Task details »
Print every line of the material below exactly as it stands, without the pictures.

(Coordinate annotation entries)
::::::

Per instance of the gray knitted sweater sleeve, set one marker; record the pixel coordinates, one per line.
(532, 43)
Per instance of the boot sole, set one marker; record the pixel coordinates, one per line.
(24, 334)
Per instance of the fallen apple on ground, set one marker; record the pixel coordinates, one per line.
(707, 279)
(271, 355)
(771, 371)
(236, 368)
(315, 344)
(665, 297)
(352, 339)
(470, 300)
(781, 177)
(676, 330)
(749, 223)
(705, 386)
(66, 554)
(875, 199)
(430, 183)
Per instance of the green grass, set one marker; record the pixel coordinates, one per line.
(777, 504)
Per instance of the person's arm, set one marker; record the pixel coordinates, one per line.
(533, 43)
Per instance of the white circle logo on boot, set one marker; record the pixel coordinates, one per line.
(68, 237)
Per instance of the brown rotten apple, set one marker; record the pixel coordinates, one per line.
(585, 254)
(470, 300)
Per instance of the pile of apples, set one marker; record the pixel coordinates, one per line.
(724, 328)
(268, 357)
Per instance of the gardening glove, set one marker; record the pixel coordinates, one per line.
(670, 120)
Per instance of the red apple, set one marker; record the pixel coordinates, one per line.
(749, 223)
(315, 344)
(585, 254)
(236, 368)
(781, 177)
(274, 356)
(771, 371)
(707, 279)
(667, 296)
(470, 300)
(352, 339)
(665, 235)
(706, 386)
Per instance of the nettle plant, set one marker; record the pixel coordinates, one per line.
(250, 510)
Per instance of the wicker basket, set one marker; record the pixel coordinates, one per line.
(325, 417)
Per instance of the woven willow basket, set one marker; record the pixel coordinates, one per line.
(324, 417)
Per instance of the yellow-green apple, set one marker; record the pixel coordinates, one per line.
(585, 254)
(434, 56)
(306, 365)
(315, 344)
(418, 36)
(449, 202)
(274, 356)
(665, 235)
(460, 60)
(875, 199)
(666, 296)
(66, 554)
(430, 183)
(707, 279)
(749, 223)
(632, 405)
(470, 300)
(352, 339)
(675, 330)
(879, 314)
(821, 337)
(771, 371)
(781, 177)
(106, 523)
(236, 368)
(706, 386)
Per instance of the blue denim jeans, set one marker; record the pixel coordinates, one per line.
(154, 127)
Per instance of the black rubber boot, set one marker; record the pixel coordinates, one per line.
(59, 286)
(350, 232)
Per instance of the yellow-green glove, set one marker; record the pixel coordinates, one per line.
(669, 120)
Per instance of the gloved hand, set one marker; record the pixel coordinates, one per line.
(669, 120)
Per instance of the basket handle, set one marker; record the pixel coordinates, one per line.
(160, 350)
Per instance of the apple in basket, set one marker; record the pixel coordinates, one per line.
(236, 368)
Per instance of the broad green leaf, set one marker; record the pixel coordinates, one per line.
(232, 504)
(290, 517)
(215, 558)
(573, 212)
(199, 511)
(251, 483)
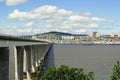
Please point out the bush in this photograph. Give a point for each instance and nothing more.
(66, 73)
(116, 72)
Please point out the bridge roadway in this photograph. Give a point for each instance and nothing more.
(21, 58)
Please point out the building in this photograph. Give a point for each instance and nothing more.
(67, 37)
(119, 35)
(112, 35)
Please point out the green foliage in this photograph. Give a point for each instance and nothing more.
(66, 73)
(116, 72)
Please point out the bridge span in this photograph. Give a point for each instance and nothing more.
(20, 59)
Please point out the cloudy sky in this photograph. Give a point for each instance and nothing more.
(23, 17)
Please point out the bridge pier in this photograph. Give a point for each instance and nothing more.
(13, 66)
(27, 62)
(4, 63)
(20, 58)
(20, 52)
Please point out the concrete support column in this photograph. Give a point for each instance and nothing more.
(39, 54)
(33, 59)
(13, 66)
(36, 56)
(27, 62)
(20, 51)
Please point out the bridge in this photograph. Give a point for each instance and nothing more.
(20, 59)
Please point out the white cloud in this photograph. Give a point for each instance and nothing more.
(15, 2)
(29, 24)
(78, 18)
(1, 0)
(87, 14)
(52, 18)
(93, 25)
(98, 19)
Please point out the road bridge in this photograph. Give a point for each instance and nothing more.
(21, 58)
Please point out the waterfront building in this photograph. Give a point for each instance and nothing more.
(112, 35)
(94, 34)
(68, 37)
(119, 35)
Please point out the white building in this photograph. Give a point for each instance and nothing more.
(94, 34)
(68, 37)
(112, 35)
(119, 35)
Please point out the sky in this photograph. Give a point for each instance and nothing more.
(29, 17)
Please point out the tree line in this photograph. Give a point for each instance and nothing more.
(66, 73)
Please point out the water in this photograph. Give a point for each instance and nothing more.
(97, 58)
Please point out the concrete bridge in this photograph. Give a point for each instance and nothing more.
(20, 59)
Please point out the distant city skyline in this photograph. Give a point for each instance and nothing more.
(18, 17)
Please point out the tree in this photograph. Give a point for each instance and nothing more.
(66, 73)
(116, 72)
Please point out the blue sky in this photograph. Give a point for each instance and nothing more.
(21, 17)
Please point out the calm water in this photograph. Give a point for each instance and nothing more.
(97, 58)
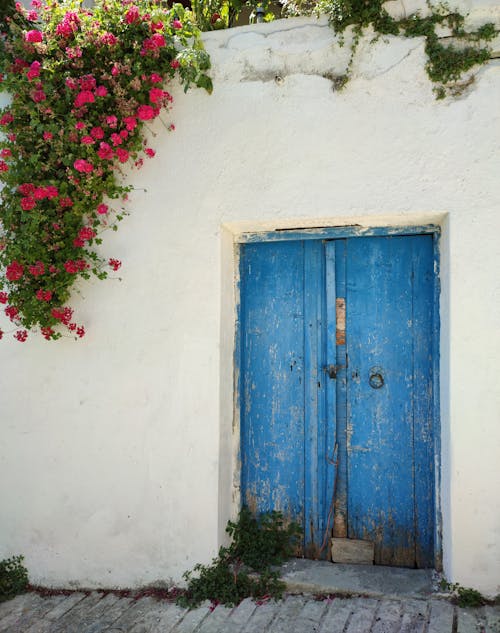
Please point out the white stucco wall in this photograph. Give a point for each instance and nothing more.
(116, 459)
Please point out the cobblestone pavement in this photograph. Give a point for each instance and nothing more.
(98, 612)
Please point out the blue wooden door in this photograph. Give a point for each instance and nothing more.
(336, 394)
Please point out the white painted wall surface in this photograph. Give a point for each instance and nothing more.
(116, 458)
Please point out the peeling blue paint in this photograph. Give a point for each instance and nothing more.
(352, 448)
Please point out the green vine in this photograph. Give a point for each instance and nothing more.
(13, 577)
(82, 85)
(446, 62)
(244, 568)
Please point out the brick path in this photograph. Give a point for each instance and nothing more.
(97, 612)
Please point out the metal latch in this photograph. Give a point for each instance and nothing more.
(332, 370)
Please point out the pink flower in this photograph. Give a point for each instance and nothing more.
(132, 15)
(39, 193)
(145, 112)
(26, 188)
(65, 202)
(74, 53)
(156, 94)
(105, 151)
(85, 96)
(21, 335)
(34, 70)
(122, 154)
(64, 29)
(86, 233)
(109, 39)
(6, 119)
(37, 269)
(14, 271)
(34, 36)
(97, 133)
(51, 192)
(28, 203)
(71, 267)
(159, 40)
(38, 96)
(44, 295)
(63, 314)
(130, 123)
(116, 139)
(11, 312)
(88, 82)
(83, 165)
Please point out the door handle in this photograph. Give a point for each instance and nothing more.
(332, 370)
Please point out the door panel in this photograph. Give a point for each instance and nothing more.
(272, 377)
(336, 390)
(381, 395)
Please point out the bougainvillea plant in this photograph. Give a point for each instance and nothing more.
(82, 86)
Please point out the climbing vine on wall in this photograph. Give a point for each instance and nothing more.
(446, 61)
(83, 84)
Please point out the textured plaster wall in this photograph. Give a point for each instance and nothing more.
(117, 459)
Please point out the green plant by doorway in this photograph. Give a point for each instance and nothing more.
(447, 59)
(13, 577)
(244, 569)
(464, 596)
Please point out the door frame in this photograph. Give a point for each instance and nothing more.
(339, 232)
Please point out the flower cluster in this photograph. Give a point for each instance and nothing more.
(83, 85)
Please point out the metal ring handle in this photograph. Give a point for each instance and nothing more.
(376, 381)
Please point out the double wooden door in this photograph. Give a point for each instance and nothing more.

::::::

Expected answer »
Per instance of the gray knitted sweater sleeve, set one marker; record the pixel coordinates, one per line.
(532, 43)
Per instance of the boot sole, set one marker; record the pixel coordinates, one per line.
(24, 334)
Per instance of the fallen apple on ground, set one marker; record the pixel coordinates, one per line.
(707, 279)
(271, 355)
(771, 371)
(236, 368)
(315, 344)
(665, 297)
(352, 339)
(470, 300)
(781, 177)
(676, 330)
(749, 223)
(705, 386)
(66, 554)
(875, 199)
(430, 183)
Per instance of the green grass, set one marker; record the pixel coordinates, one per line.
(777, 504)
Per instance of the person's arm, set one marker; record the pixel coordinates, one per line.
(533, 43)
Per instance of the white circle logo on boot, set one marker; record the pixel coordinates, one per line.
(68, 237)
Per instance of the brown rotten apple, set one marker; record the pixel coordinates, one per line.
(585, 254)
(470, 300)
Per instance of the pile of apples, set one marker; record the pixel coordinates, one per line.
(724, 328)
(268, 357)
Per instance of the gardening glove, set one marker; record the pixel coordinates, one per line.
(670, 120)
Per instance of the red apple, set one marker; record the pixel coordinates, one per line.
(749, 223)
(315, 344)
(585, 254)
(236, 368)
(781, 177)
(274, 356)
(771, 371)
(707, 279)
(667, 296)
(470, 300)
(352, 339)
(665, 235)
(706, 386)
Per instance of the nettle plant, set one marker; record the pixel coordinates, one per line.
(250, 510)
Per instance of the wicker basket, set one marker; record the pixel coordinates, one per line.
(325, 417)
Per instance of the woven willow basket, set one marker; record the pixel coordinates, one per line.
(324, 417)
Per instance of the yellow-green apple, set one marker; record the pixel coordinates, one per line.
(585, 254)
(434, 56)
(306, 365)
(315, 344)
(418, 36)
(449, 202)
(274, 356)
(665, 235)
(460, 60)
(875, 199)
(666, 296)
(66, 554)
(430, 183)
(707, 279)
(749, 223)
(632, 405)
(470, 300)
(352, 339)
(675, 330)
(879, 314)
(821, 337)
(771, 371)
(781, 177)
(106, 523)
(236, 368)
(706, 386)
Per instance of the blue denim jeans, set one marker; record the pixel coordinates, one per line.
(154, 127)
Per instance of the black rubber boot, set one marker; record the pixel coordinates, one per line.
(59, 286)
(350, 232)
Per instance of the yellow-green glove, set one marker; record the pixel coordinates, one per line.
(669, 120)
Per instance of the gloved hand, set one marker; record the pixel coordinates, one per line.
(669, 120)
Per instance of the basket handle, set one marker; record the pixel coordinates, one per line.
(160, 350)
Per instance of the apple in basket, set one marker; record the pixel coordinates, one per line.
(236, 368)
Per instance of the broad green leaf, set one marker; record the pixel coordinates, one per line.
(232, 504)
(290, 517)
(215, 558)
(573, 212)
(199, 511)
(251, 483)
Please point out the bush in this photograph. Give a point for each instance and nothing more.
(66, 73)
(116, 72)
Please point out the bridge roadway in this photograph. Give a point for each instance and nothing more.
(21, 58)
Please point out the building in this photograph. Give a point for each instance and nothing more.
(67, 37)
(119, 35)
(112, 35)
Please point out the green foliage in this photograph. Give a point for each instance and nothing more.
(66, 73)
(116, 72)
Please point out the bridge span in this photograph. Give a point for each instance and nothing more.
(20, 59)
Please point out the cloudy sky in this photograph. Give a point for each instance and nothing more.
(23, 17)
Please point out the bridge pier in this photograph. Give a point for each instance and nothing more.
(13, 66)
(27, 62)
(4, 63)
(20, 58)
(20, 52)
Please point out the concrete support column in this photograph. Give a point for each instance and nothing more.
(39, 54)
(33, 59)
(13, 66)
(36, 56)
(27, 62)
(20, 51)
Please point out the bridge in this photograph. Give a point for each instance and nothing more.
(20, 59)
Please point out the white cloud in this photograph. Give a point for each instance and nothing more.
(15, 2)
(29, 24)
(78, 18)
(1, 0)
(87, 14)
(52, 18)
(93, 25)
(98, 19)
Please point out the road bridge in this photograph. Give a point for each instance and nothing more.
(21, 58)
Please point out the waterfront building in this photograph. Give a point for each instance and nothing more.
(112, 35)
(94, 34)
(68, 37)
(119, 35)
Please point out the white building in this photograph. Give a point for each instance and nothing more.
(94, 34)
(68, 37)
(112, 35)
(119, 35)
Please point out the sky in this photograph. Give a point for each instance and nothing more.
(29, 17)
Please point out the tree line in this photograph. Give a point for each instance and nothing more.
(66, 73)
Please point out the water in this photograph. Give a point for each instance and nothing more.
(97, 58)
Please point out the concrete bridge in this photograph. Give a point for each instance and nothing more.
(20, 59)
Please point out the distant city skyline in this photograph. Give a point for each instance and nothing more.
(18, 17)
Please point out the tree in this photograph. Give a point for each instance and nothing more.
(66, 73)
(116, 72)
Please point out the blue sky in this photograph. Give a point for each instance and nothing more.
(21, 17)
Please point out the calm water in this photograph. Give a point for each instance and nothing more.
(97, 58)
Please point out the white stucco wall in this photograph. Give a point for each instance and nothing more.
(116, 459)
Please point out the cobblestone pavement in this photograph. Give a point for each instance and nothing more.
(98, 612)
Please point out the blue wooden door in this photograph. Give a point for each instance and nothing more.
(336, 394)
Please point out the white painted wall surface in this photograph. Give a point for each instance and nothing more.
(116, 458)
Please point out the peeling blue paint in this photograph. Give a point for each instance and nothing more.
(352, 448)
Please point out the green vine in this photograph. Give a point for each instance and nothing more.
(13, 577)
(82, 85)
(446, 62)
(244, 568)
Please point out the brick path in this photograph. Give a point for each instance and nothing more.
(97, 612)
Please point out the metal latch in this photograph. Give a point for each instance and nothing more.
(332, 370)
Please point out the pink flower in this photograph. Give a point for each instance and nothing more.
(132, 15)
(39, 193)
(145, 112)
(26, 188)
(65, 202)
(74, 53)
(156, 94)
(105, 151)
(85, 96)
(21, 335)
(34, 70)
(122, 154)
(64, 29)
(86, 233)
(109, 39)
(6, 119)
(37, 269)
(14, 271)
(34, 36)
(97, 133)
(51, 192)
(28, 203)
(71, 267)
(159, 40)
(38, 96)
(44, 295)
(63, 314)
(130, 123)
(116, 139)
(11, 312)
(88, 82)
(83, 165)
Please point out the door handle in this photograph. Give a point for each instance and nothing more.
(332, 370)
Please point out the door panel in this photograph. Give a point for each instance and nothing more.
(272, 377)
(336, 390)
(381, 395)
Please point out the bougainvillea plant in this photograph. Give a point for each instance and nothing more.
(82, 86)
Please point out the climbing vine on wall in this photograph. Give a point for each instance and nothing more.
(446, 61)
(83, 84)
Please point out the textured plaster wall in this photograph. Give a point for each instance and nothing more.
(117, 459)
Please point out the green plant by doorway in this photograph. Give a point for each instance and nothing more.
(447, 59)
(13, 577)
(244, 569)
(464, 596)
Please point out the door frame in this photograph. Give a point for each instance and nothing more.
(339, 232)
Please point out the flower cluster in this photograph. Give a point for each instance and nothing more.
(83, 85)
Please point out the metal ring handle in this photograph. Give a point for each instance and nothing more.
(376, 381)
Please point out the double wooden door in this photograph. Give a point for each instance and nothing more.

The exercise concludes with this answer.